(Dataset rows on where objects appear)
——

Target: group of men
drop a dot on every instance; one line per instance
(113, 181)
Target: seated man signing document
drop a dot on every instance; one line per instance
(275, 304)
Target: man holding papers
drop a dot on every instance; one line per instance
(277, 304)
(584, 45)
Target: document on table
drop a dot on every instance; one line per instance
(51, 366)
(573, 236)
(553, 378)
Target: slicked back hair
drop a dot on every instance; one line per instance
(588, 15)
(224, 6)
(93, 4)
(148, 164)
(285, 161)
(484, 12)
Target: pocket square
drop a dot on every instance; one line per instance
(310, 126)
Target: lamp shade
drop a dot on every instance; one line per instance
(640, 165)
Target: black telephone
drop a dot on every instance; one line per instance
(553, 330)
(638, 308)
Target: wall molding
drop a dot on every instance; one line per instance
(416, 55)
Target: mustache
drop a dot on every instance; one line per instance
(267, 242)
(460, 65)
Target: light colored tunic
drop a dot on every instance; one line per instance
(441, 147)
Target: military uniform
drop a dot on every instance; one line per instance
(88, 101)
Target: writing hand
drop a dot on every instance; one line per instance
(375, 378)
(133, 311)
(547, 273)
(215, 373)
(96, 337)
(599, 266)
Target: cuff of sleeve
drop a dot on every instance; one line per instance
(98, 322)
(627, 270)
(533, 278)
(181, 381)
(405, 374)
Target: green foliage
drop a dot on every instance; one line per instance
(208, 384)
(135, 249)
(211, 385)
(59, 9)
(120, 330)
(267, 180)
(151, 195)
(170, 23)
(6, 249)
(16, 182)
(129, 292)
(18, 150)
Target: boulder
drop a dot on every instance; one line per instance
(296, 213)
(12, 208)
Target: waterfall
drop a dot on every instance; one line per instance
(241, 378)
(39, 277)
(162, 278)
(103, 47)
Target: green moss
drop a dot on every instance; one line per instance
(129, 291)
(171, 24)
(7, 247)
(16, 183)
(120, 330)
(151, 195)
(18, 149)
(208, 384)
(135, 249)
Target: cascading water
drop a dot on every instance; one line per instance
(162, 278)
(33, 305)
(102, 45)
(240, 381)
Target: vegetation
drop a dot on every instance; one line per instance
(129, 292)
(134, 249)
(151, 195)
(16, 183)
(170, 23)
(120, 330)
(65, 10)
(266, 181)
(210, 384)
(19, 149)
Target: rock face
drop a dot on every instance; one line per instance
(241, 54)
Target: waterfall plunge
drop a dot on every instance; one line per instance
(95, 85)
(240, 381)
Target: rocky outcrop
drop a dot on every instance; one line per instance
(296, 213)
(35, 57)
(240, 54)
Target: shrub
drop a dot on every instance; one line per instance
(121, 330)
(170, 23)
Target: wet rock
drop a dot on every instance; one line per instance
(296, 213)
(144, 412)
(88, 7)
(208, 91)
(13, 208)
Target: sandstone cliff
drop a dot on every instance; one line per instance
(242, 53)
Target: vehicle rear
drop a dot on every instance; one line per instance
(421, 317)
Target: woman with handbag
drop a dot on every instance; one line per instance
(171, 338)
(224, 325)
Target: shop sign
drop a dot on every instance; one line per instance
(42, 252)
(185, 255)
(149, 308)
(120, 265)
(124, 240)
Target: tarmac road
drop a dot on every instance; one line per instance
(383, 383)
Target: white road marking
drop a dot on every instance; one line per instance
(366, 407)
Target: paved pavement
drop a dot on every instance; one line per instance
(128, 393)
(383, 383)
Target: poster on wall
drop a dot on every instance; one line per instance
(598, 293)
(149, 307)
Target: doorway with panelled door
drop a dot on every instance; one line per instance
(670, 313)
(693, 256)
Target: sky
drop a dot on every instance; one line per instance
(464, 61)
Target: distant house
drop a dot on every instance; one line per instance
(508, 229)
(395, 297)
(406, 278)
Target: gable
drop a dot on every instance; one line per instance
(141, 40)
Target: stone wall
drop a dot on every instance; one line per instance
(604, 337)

——

__Written instruction__
Starting at the line that contains "Target: wet rock" and ending at the last line of the rows, reproduce every line, requests included, with each answer point coordinate multiplied by 1.95 and rounded to the nearest whole number, halves rounded up.

__Written solution__
Target: wet rock
drop a dot on every instance; one line per instance
(577, 415)
(281, 803)
(172, 14)
(406, 177)
(25, 406)
Target: sandstone cliff
drop a dot on every instance; one line per instance
(472, 103)
Target: vehicle rear
drop a dot on every instance; one line per instance
(821, 618)
Target: woman with handbag
drop a dot on every instance; one line per instance
(333, 659)
(437, 634)
Target: shop sign
drop a dot on every instance; one line per instance
(82, 491)
(361, 497)
(291, 601)
(234, 517)
(242, 468)
Target: tarmac road
drop a dot on every instance; one line per instance
(747, 747)
Target: white road marking
drop a dot on every instance; one line per instance
(714, 794)
Target: paved pavement
drop a dot on every instance; one line per instance
(250, 766)
(747, 747)
Target: poster on wall
drop a dot on every instance; one line per instance
(1166, 571)
(291, 599)
Target: doorway with panelled door
drop a dot on every instance; one line per instance
(1307, 610)
(1351, 499)
Target: sky
drop a dot on every instance; one line per instance
(905, 119)
Target: distant house
drop a dot on every instance; one line per instance
(991, 447)
(770, 579)
(792, 542)
Target: gable
drop a dot on every instance; one line per instance
(275, 78)
Target: stone wall
drop a dot on every instance; one line per instance
(1178, 657)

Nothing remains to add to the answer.